GIVEN DATA
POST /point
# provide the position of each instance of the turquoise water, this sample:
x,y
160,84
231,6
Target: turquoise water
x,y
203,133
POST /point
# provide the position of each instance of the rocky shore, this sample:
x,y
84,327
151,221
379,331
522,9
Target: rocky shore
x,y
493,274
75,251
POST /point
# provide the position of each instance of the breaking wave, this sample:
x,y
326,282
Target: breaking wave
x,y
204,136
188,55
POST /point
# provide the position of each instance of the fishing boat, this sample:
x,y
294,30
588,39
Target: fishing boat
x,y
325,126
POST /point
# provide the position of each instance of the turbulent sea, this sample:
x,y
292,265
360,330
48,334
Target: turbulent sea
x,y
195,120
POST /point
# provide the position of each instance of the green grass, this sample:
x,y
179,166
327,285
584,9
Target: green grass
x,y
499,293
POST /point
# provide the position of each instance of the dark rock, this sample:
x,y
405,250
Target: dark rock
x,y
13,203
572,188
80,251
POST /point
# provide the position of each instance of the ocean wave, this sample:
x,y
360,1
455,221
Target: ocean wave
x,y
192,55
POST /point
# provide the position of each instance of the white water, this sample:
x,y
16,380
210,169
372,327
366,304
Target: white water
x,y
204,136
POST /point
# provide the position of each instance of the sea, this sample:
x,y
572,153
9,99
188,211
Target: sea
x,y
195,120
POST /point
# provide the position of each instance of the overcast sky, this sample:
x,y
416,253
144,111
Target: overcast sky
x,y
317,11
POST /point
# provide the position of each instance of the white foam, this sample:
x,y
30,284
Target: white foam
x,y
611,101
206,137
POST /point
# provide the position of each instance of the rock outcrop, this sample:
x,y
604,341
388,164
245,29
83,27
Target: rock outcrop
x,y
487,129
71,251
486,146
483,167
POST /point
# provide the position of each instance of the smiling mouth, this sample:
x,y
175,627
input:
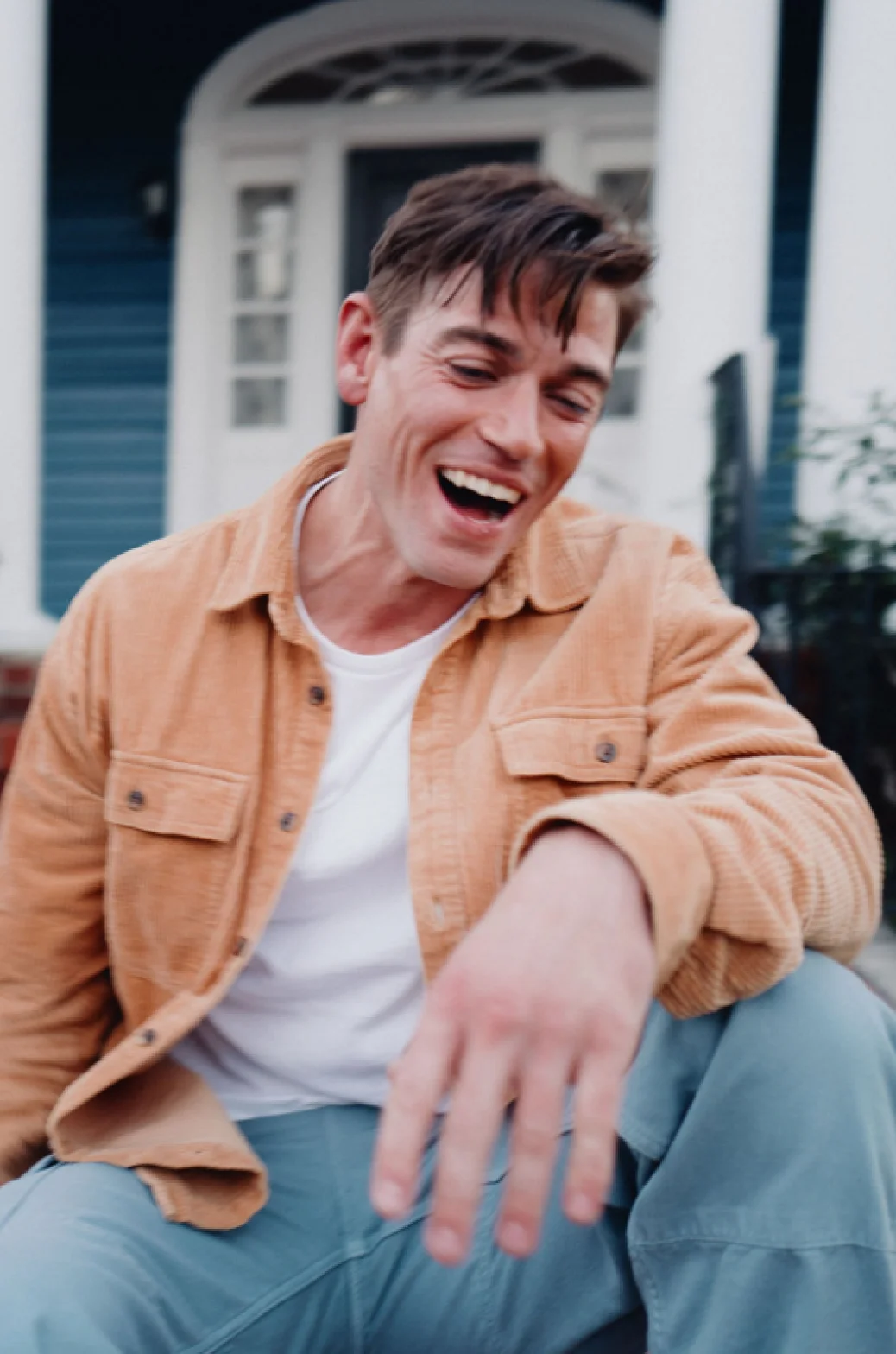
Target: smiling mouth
x,y
478,497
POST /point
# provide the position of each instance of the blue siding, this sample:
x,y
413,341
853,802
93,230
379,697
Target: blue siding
x,y
106,381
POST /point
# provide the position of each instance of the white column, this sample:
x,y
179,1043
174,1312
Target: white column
x,y
850,348
712,212
22,169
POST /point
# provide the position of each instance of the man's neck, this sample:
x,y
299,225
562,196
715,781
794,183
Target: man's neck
x,y
355,586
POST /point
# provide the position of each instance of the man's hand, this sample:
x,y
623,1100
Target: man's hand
x,y
551,989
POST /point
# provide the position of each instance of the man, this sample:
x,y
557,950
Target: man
x,y
412,717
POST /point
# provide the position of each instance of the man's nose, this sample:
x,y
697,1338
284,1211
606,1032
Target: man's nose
x,y
514,423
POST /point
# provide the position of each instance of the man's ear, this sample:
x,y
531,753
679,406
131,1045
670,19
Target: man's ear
x,y
357,348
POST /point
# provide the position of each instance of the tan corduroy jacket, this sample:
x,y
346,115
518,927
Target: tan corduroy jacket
x,y
172,752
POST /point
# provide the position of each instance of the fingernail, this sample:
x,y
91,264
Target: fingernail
x,y
445,1244
514,1237
388,1199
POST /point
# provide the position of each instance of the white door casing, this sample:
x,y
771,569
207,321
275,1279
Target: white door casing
x,y
260,238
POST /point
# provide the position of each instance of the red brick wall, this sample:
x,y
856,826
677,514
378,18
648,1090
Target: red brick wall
x,y
16,684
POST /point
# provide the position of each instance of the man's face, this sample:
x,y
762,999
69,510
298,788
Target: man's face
x,y
470,429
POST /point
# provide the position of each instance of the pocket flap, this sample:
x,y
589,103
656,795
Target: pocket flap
x,y
174,798
583,746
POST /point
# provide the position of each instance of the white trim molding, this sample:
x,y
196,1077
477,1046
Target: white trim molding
x,y
23,627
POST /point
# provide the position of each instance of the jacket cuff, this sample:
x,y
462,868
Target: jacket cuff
x,y
666,851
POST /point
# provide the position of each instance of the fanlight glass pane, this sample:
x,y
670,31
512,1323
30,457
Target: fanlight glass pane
x,y
459,68
259,402
262,338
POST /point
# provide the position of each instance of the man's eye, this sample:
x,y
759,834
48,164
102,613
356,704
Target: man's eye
x,y
466,372
574,407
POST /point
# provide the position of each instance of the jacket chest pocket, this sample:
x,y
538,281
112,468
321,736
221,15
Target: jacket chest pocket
x,y
565,756
174,834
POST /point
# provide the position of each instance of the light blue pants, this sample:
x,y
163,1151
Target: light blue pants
x,y
753,1212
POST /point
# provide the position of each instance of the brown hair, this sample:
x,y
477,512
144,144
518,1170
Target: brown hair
x,y
501,221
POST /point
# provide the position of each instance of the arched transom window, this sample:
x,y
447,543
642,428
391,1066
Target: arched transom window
x,y
464,68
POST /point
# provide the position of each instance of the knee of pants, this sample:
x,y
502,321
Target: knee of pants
x,y
66,1282
789,1135
819,1041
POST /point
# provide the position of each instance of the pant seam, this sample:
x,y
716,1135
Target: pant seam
x,y
355,1296
262,1307
34,1180
760,1246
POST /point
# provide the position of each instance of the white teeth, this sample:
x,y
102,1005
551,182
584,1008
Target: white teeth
x,y
482,486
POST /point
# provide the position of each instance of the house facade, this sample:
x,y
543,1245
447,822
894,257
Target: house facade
x,y
191,190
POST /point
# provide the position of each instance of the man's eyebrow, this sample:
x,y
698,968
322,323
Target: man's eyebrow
x,y
485,338
507,348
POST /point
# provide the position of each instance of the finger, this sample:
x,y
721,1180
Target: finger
x,y
471,1127
419,1082
598,1091
538,1120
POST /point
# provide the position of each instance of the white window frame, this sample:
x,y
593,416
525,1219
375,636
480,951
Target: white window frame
x,y
214,467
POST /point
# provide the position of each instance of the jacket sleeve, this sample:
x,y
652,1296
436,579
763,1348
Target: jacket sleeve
x,y
753,841
56,998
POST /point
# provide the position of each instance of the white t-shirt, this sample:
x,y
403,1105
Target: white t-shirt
x,y
335,989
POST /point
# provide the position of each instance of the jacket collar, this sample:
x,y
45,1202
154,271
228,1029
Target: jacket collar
x,y
546,569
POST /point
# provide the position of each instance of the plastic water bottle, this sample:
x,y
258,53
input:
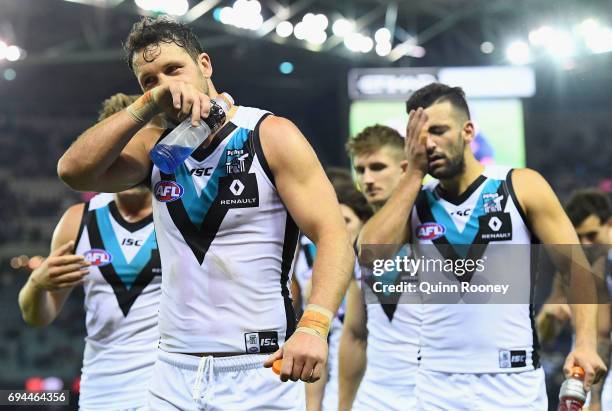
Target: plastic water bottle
x,y
572,394
173,149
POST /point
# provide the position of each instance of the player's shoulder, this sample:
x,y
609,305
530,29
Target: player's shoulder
x,y
527,179
275,127
68,226
531,188
74,212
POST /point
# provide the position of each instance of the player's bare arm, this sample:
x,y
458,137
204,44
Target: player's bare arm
x,y
552,226
113,155
353,344
43,296
311,201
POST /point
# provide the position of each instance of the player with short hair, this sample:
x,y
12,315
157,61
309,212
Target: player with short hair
x,y
475,355
385,336
107,245
227,222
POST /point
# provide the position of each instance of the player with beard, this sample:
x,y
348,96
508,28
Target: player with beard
x,y
475,355
227,221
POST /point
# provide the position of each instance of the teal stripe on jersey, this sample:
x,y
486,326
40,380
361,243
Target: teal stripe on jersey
x,y
390,277
126,272
312,249
453,235
197,206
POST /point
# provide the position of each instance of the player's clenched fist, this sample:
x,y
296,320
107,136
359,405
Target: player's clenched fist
x,y
60,270
176,99
304,355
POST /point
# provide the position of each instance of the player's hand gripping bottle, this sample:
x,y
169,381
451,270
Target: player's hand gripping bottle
x,y
173,149
572,394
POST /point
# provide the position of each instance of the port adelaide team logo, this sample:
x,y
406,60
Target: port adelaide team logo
x,y
430,231
238,189
168,191
98,257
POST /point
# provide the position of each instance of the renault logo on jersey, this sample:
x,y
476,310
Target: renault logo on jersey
x,y
236,187
98,257
238,191
430,231
495,223
168,191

SET PROBLEM
Write out the material above once more, exactly as it reads, with no pictures.

ANSWER TO THE EXERCISE
POST /point
# provide the position of each instance of the turquoise water, this sample:
x,y
160,84
231,6
Target: turquoise water
x,y
203,133
POST /point
# provide the position of each instance of the rocky shore, this sample:
x,y
84,327
151,221
379,331
522,9
Target: rocky shore
x,y
493,274
75,251
POST /point
# provide the position of each instance of the breaking wave, this sample:
x,y
326,282
Target: breaking wave
x,y
204,136
188,55
POST /point
# provide the position of each instance of the fishing boat, this sample:
x,y
294,30
588,39
Target: fishing boat
x,y
325,126
POST /point
# provide the position of each instance of the turbulent sea, this sample:
x,y
292,265
360,330
48,334
Target: turbulent sea
x,y
195,120
POST /point
# provide the position of each instance of the green grass, this sample:
x,y
179,166
327,285
584,9
Target: green grass
x,y
499,293
POST /point
# provide the position of each instance of the dark rock, this sample:
x,y
405,250
Target: dark rock
x,y
13,203
572,188
80,251
POST /point
# provide the position of each instance of the ocean wave, this sample:
x,y
360,1
455,221
Target: ocean wave
x,y
192,55
POST /point
# provide the position of each instance of the white water, this sample:
x,y
16,380
210,169
372,327
366,304
Target: white water
x,y
204,136
POST /point
# provide the position of each instance of the sea, this sample:
x,y
572,153
9,99
188,211
Target: sea
x,y
195,120
POST /point
# provide the position of each instance of the overcast sky, this sample:
x,y
416,253
144,111
Target: overcast sky
x,y
317,11
POST /point
# provide the position of each instance of the white foam, this sample:
x,y
30,284
Target: white foam
x,y
611,101
206,137
POST /point
# provide the position of each instance of the rock outcrop, this sample:
x,y
604,341
388,164
245,29
83,27
Target: rock outcrop
x,y
487,129
71,251
486,146
483,167
POST /point
# provide the position of each instance of the smiling mouth, this sample:
x,y
175,627
input:
Target: smiling mouth
x,y
478,497
POST /point
# provide the position of each instance of the blue siding, this sample:
x,y
413,341
853,802
93,230
379,697
Target: blue siding
x,y
106,381
POST /point
# provide the position of each instance of the white column, this sample:
x,y
179,1043
174,1312
Target: white column
x,y
850,348
712,212
22,169
POST /point
# provide the position of each instance of the man's neck, this sample:
x,y
299,225
562,196
715,781
794,183
Target: man's neck
x,y
355,586
POST /point
# provide the position of each instance of the man's hand, this sample:
x,y
623,1100
Target: man's hand
x,y
551,989
POST /point
# provide the position of each instance of the man, this sample:
x,y
557,950
Target: man
x,y
412,717
POST /point
# provide the position of each instance of the man's nose, this sample:
x,y
697,1338
284,1211
606,1032
Target: man's nose
x,y
514,423
POST /point
# provide the position of each instance of the man's ear, this sample:
x,y
531,753
679,406
131,1045
670,19
Target: man's ear
x,y
357,348
POST /point
# provide the position of each instance of the tan corduroy jacket, this sample:
x,y
346,115
518,927
Target: tan corduroy jacket
x,y
172,752
POST /point
# provide the position of each instance of the fingernail, this sample:
x,y
91,264
Target: fingernail
x,y
445,1244
514,1237
388,1199
POST /point
# provide the position of each instance of the white door casing, this sample:
x,y
771,569
207,321
275,1279
Target: white door casing
x,y
260,238
POST /point
# provide the position of each instance of the red brick wall, this sample:
x,y
856,826
677,514
378,18
648,1090
Target: red brick wall
x,y
16,684
POST /point
# provide the position of each instance of the man's face, this sample:
x,y
762,999
69,510
298,788
Target: man's face
x,y
470,429
POST /point
# provide the position of each instance of the pocket flap, this sample:
x,y
589,103
656,795
Target: pocket flap
x,y
174,798
583,746
POST /point
# provide the position of each instance of the white trim molding, this sample:
x,y
196,1077
477,1046
Target: white trim molding
x,y
23,627
POST /point
# provide the position of each instance of the jacket cuff, this sample:
x,y
462,868
Target: jacket cuff
x,y
666,851
POST /point
# provide the position of each instance of the fanlight glass pane, this sample:
x,y
670,31
512,1323
30,457
Target: fanlight glass pane
x,y
459,68
259,402
262,338
POST /point
# provide the position of each instance of the man's eye, this sample:
x,y
759,834
48,164
102,613
356,704
Target: man's eye
x,y
466,372
574,407
POST /point
# provide the position of each instance of the jacket chest pocket, this sample:
x,y
538,281
112,468
321,736
221,15
Target: jacket chest pocket
x,y
565,756
174,834
POST /point
# provide the position of each instance of the light blue pants, this sample:
x,y
163,1151
Target: light blue pants
x,y
753,1212
POST /point
# provide the position of each instance of the brown hair, this sample:
x,y
477,512
144,144
518,1170
Target: brown hair
x,y
501,221
POST /point
# provide the position of each instance of the arched transom window, this sample:
x,y
447,543
642,428
391,1066
Target: arched transom window
x,y
464,68
POST /point
# provide the position of each instance of the knee of pants, this sample:
x,y
502,321
Target: knee of pants
x,y
66,1282
789,1135
819,1041
POST /point
# provide the position of each instance of the pant seam, this sample:
x,y
716,1135
Target: pant seam
x,y
355,1296
262,1307
34,1180
760,1246
POST /point
# provide the position of each instance of the white teeth, this sample:
x,y
102,1005
551,182
584,1008
Target: white teeth
x,y
482,486
POST /point
# provide the position of each instance of the house facade, this sample:
x,y
543,1245
447,822
894,257
Target: house facade
x,y
191,190
POST /point
# provide the position of each instance of the man's eyebrow, this sample:
x,y
698,968
322,323
Target: man's eyebrow
x,y
485,338
507,348
POST /point
# provide the position of each instance of the finger, this sample:
x,y
721,1180
Target: finger
x,y
471,1127
419,1082
598,1091
538,1120
POST /point
# provide the position of each instance of the white window frame, this sample:
x,y
593,416
525,1219
375,636
480,951
Target: white window frame
x,y
214,467
POST /point
# provide the position of each instance of the jacket sleeve, this sample:
x,y
652,1296
436,579
763,1348
Target: jacket sleeve
x,y
753,841
56,998
POST /point
# provide the position of each instance of the white t-shirt, this sample:
x,y
403,1105
Target: white t-shirt
x,y
335,989
POST /point
# provide the position of each instance of the jacket collar, this sample:
x,y
45,1202
154,271
228,1029
Target: jacket collar
x,y
546,569
POST /point
# provide the position of each instance of the plastic water bottle, this sample:
x,y
258,53
input:
Target: plastic water bottle
x,y
572,394
173,149
POST /point
# provide the position of each instance of the player's shoulder, this sample:
x,y
609,305
530,29
Target: player's shoulder
x,y
527,179
275,127
68,226
531,188
74,212
POST /point
# provide the position of each instance of the player's bare arm, this sample:
x,y
458,137
204,44
Target: player's bare arm
x,y
552,226
113,155
353,344
43,296
311,201
POST /point
# provide the position of each instance of the player with short hair, this sample:
x,y
12,315
157,61
309,212
Target: player with short hair
x,y
475,355
385,336
107,245
227,222
POST /point
# provide the position of each instance of the player with beard, this sample:
x,y
348,96
508,28
Target: player with beard
x,y
475,355
227,221
POST /point
# provide the position of each instance of the teal stripe on jersey, this sample:
x,y
486,326
40,380
361,243
Target: teal stripe on jersey
x,y
390,277
126,272
312,249
453,235
197,206
POST /point
# provide the position of each instance of the player's clenched fist, this sample:
x,y
296,320
107,136
359,405
Target: player's clenched fist
x,y
60,270
176,99
304,355
POST /point
# provide the position of each instance of the player's hand gripping bottle, this sample:
x,y
169,381
451,270
Target: player's hand gripping bottle
x,y
173,149
572,394
POST /point
# provide the position of each instance of the port adelaide team logo, this sample:
x,y
406,60
Target: port adelaide team logo
x,y
430,231
238,189
168,191
98,257
POST /point
# provide the position of each instance of the renault logo on jersey, this sample:
x,y
476,310
Target: renault logo on jersey
x,y
236,187
98,257
238,191
430,231
495,223
168,191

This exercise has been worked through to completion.